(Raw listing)

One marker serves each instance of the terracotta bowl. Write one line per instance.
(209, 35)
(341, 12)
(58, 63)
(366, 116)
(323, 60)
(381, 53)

• [Brief]
Copy the listing above line for line, without changing anything.

• [Task output]
One marker serves each instance of the terracotta bowl. Write one line per instance.
(209, 35)
(341, 12)
(58, 63)
(366, 116)
(323, 60)
(381, 53)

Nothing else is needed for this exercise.